_Task material_

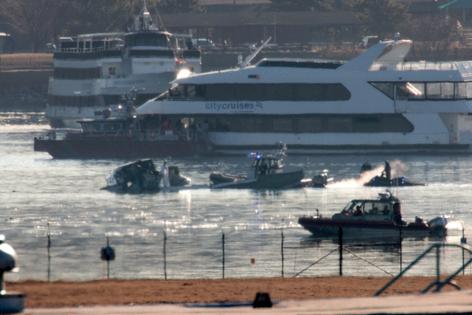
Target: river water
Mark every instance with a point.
(62, 198)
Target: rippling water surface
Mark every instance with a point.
(37, 191)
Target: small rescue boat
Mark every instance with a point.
(268, 172)
(373, 218)
(385, 179)
(141, 176)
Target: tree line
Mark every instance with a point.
(37, 22)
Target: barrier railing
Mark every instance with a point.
(437, 282)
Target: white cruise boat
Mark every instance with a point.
(376, 102)
(93, 71)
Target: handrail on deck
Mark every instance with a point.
(439, 284)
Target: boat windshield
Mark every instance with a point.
(352, 206)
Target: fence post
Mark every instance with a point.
(164, 252)
(401, 247)
(223, 255)
(438, 263)
(463, 242)
(282, 252)
(49, 253)
(340, 242)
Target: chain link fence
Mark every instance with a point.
(216, 255)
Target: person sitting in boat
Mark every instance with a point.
(387, 172)
(397, 214)
(263, 167)
(358, 211)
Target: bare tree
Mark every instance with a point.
(36, 19)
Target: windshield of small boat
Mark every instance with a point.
(351, 206)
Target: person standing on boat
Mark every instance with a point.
(388, 171)
(165, 175)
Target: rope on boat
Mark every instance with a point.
(314, 263)
(370, 263)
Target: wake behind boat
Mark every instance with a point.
(380, 217)
(267, 172)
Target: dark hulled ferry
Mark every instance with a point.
(120, 135)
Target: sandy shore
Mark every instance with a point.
(125, 292)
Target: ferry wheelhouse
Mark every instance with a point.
(375, 102)
(93, 71)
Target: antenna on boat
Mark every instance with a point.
(249, 58)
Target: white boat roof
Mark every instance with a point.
(384, 61)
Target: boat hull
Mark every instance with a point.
(117, 148)
(330, 228)
(282, 180)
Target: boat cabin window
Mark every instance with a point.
(425, 90)
(378, 208)
(354, 208)
(94, 127)
(147, 39)
(262, 92)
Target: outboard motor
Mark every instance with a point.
(438, 225)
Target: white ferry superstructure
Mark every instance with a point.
(376, 102)
(92, 72)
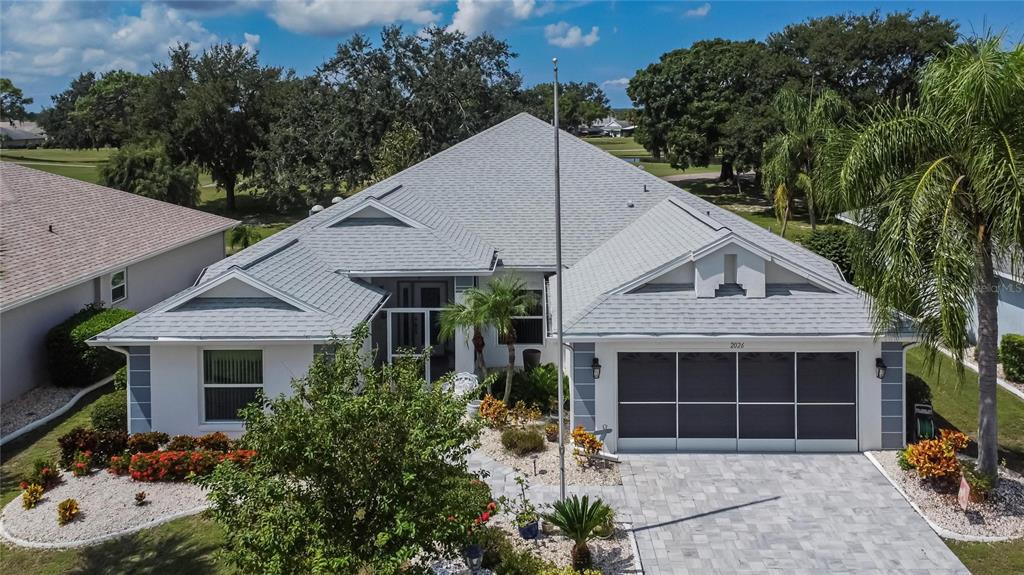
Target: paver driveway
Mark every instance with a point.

_Given task_
Reproduce verbatim every line of the records from the line containing "Target: small rescue boat" through the final line of the records, inclusive. Exclude the pictures from the output.

_The solution_
Target: small rescue boat
Mark every instance with a point.
(268, 172)
(373, 218)
(385, 179)
(141, 176)
Target: tree line
Mark every instance with a point.
(37, 22)
Target: barrier railing
Mark every instance with a point.
(437, 282)
Target: white cruise boat
Mark every instance with a point.
(376, 102)
(93, 71)
Target: handrail on deck
Mark every instance with a point.
(439, 284)
Target: boat windshield
Mark every instance with a point.
(352, 206)
Target: fence post
Mark every instance with a point.
(164, 252)
(401, 247)
(223, 255)
(438, 263)
(463, 242)
(282, 252)
(49, 253)
(340, 242)
Target: chain link fence
Mark every instance with a point.
(216, 255)
Target: person sitting in boat
Mark every instance with a point.
(387, 172)
(397, 214)
(263, 167)
(358, 211)
Target: bare tree
Mark every instance with a point.
(36, 19)
Target: windshield of small boat
Mark every instance with a point.
(351, 206)
Target: person standing on boat
Mark every instance with a point.
(388, 171)
(165, 175)
Target: rope on boat
Mark every instance with a point.
(314, 263)
(370, 263)
Target: wake behind boat
Mark every instance with a point.
(380, 217)
(267, 172)
Target: dark hulled ferry
Mark every instance with a point.
(120, 135)
Target: sandy shore
Mark every instance with a point.
(125, 292)
Target: ferry wheelhouse
Mark every instance with a point.
(375, 102)
(93, 71)
Target: antenna on boat
Mark every instance with a point.
(249, 58)
Target: white boat roof
Mark every instance with a point.
(384, 61)
Target: boat hull
Mark every instance with a point.
(117, 148)
(330, 228)
(282, 180)
Target: boat cabin window
Mark every instance with a point.
(425, 90)
(378, 208)
(354, 208)
(94, 127)
(147, 39)
(262, 92)
Target: outboard motor
Mark every instance with a point.
(438, 225)
Target: white ferry superstructure
Mark every instance with a point.
(376, 102)
(92, 72)
Target: paver driveway
Mark every instance with a point.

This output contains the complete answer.